*DOCUMENT SECTION*
Bootup WAN RRD errors reported

phil.davis

APU with SD card and nanoBSD
2.2-BETA (amd64)
built on Wed Nov 26 15:27:11 CST 2014
FreeBSD 10.1-RELEASE

During bootup some errors are reported in the system log about:

ERROR: opening '/var/db/rrd/WAN_DHCP-quality.rrd': No such file or directory

When the system has booted, the file is there in /var/db/rrd and I can see WAN traffic, packets and quality data from previous times as well as current since upgrade/reboot. So it is probably a timing thing on nanoBSD - I suspect something is trying to use the file before it has been reloaded from the SD card into memory filesystem /var.

No idea if this message has been coming out for a long time - now that I looked in the system log for other reasons, I am noticing a few other little things that could do with investigating and cleaning up. It is nice if we can have no "normal" error messages.

Sample of system log around the time of the RRD error messages:

Nov 27 09:35:26 	kernel: done.

*EXTRACTED DATA*
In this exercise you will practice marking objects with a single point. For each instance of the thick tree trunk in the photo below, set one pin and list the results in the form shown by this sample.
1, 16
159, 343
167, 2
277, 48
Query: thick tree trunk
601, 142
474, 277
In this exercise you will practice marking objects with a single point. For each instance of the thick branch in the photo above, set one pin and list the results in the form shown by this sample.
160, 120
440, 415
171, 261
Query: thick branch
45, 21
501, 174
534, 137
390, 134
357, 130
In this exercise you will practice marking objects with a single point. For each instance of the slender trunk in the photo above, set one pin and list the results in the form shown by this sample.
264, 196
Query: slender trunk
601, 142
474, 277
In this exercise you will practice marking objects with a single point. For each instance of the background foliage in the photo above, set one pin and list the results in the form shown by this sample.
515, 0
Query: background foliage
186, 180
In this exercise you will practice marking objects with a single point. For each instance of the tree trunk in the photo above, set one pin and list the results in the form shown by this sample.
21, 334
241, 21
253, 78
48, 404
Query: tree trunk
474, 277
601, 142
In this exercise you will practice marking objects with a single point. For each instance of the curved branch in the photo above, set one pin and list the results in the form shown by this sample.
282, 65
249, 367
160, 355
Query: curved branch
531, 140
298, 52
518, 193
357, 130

*TASK DETAILS*
Which file does the error in the forum post about bootup WAN RRD errors fail to open?

*REPLY*
/var/db/rrd/WAN_DHCP-quality.rrd